Entries:
--- begin ---

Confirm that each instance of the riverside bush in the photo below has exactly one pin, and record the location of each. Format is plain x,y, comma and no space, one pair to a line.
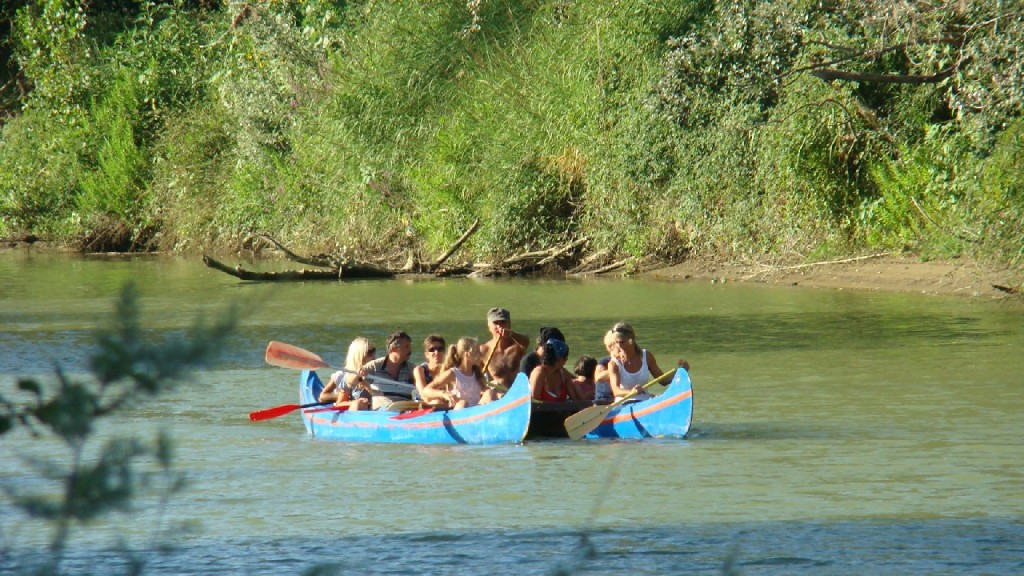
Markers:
655,129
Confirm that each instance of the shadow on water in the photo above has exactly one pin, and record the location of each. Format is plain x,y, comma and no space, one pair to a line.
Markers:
869,546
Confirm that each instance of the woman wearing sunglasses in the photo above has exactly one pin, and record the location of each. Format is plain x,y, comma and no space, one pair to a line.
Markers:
433,351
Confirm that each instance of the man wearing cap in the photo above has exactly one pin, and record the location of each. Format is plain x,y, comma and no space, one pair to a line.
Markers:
393,366
505,348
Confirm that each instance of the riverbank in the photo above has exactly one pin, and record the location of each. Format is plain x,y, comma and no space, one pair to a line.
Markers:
879,273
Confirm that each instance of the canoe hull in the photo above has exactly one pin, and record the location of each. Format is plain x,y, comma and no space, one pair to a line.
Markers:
502,421
667,415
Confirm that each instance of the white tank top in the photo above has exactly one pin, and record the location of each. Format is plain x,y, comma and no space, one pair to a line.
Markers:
466,386
630,380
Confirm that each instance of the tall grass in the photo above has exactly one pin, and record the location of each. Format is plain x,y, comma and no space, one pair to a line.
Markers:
659,129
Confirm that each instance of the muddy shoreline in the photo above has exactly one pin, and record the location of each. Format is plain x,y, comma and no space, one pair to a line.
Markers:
877,273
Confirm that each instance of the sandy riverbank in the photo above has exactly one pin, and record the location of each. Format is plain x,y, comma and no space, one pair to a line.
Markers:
897,274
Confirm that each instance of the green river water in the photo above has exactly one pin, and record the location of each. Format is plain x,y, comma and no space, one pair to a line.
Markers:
834,433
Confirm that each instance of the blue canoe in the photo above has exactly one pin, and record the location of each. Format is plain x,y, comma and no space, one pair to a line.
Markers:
667,415
502,421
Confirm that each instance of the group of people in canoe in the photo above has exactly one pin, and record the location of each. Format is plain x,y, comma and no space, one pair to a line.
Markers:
467,373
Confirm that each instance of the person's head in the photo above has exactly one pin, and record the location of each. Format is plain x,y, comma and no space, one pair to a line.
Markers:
465,348
585,367
625,337
499,321
360,352
549,333
399,345
433,348
554,351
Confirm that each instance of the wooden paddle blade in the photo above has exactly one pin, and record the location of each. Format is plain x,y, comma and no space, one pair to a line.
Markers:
584,421
412,414
287,356
273,412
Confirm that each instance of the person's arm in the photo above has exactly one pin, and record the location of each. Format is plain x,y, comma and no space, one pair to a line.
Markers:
521,339
437,388
653,368
571,385
614,379
420,378
535,382
329,394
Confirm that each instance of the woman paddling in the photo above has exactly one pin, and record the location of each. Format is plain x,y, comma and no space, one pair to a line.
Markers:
433,351
461,382
631,366
348,385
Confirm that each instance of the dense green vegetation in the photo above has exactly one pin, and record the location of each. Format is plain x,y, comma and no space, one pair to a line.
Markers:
786,130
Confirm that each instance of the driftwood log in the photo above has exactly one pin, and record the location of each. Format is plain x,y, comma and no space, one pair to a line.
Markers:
350,272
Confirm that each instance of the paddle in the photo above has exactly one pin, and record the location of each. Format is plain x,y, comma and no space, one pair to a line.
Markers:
328,409
287,356
282,410
584,421
412,413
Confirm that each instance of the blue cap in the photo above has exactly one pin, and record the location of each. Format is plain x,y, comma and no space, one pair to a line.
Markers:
560,348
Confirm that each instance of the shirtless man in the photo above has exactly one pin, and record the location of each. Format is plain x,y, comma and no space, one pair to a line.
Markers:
505,348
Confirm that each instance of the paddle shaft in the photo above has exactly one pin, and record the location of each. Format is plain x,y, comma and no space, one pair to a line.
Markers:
282,410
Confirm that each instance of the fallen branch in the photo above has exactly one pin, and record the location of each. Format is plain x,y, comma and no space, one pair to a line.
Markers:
612,265
321,260
440,259
357,271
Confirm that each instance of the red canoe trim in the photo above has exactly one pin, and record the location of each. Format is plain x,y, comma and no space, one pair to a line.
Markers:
412,423
626,415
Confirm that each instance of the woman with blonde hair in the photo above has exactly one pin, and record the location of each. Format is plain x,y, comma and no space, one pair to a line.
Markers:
631,366
461,382
348,386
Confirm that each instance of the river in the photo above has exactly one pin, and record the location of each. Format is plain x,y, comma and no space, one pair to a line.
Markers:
834,433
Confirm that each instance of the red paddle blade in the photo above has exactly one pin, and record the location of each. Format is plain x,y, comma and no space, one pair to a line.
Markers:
287,356
412,414
272,412
327,409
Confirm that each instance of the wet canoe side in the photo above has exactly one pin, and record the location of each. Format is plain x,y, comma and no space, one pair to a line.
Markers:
503,421
668,415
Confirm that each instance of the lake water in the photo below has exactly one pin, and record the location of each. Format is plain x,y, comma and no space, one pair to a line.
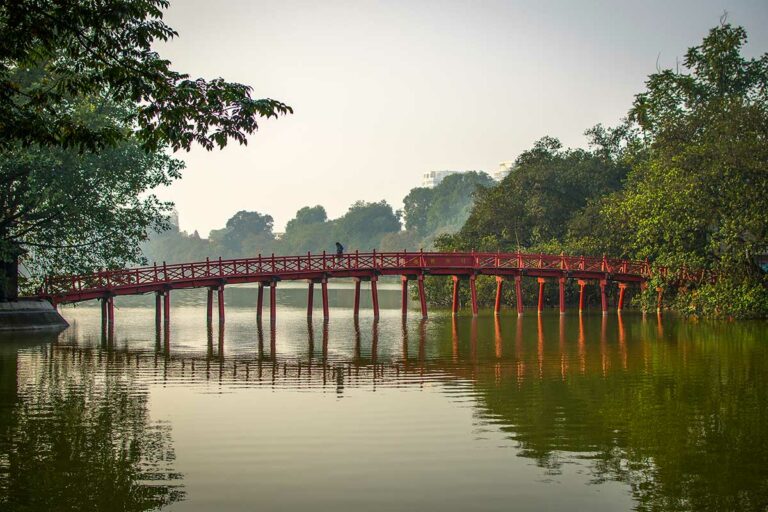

--- end ---

What to work on:
Which lines in the entries contain the word "people"? Report each of those lines in full.

Solution to this exercise:
Confirm that each instance of the group of people in canoe in the photo above has exactly one pin, and record the location of each. Format is plain x,y, comma and no space, one pair to a line.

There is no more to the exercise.